━━━ DATASET ━━━
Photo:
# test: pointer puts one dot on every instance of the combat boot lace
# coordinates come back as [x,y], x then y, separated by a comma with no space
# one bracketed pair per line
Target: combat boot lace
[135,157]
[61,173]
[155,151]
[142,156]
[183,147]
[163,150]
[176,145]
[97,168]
━━━
WORK INSTRUCTIONS:
Retype every line of the data above exactly.

RESPONSE BELOW:
Photo:
# test: pointer puts one dot on every instance of the combat boot lace
# coordinates come back as [x,y], x then y, separated by a comma with no space
# one bracketed pair per line
Target: combat boot lace
[135,157]
[61,173]
[155,151]
[142,156]
[183,147]
[163,150]
[176,145]
[97,168]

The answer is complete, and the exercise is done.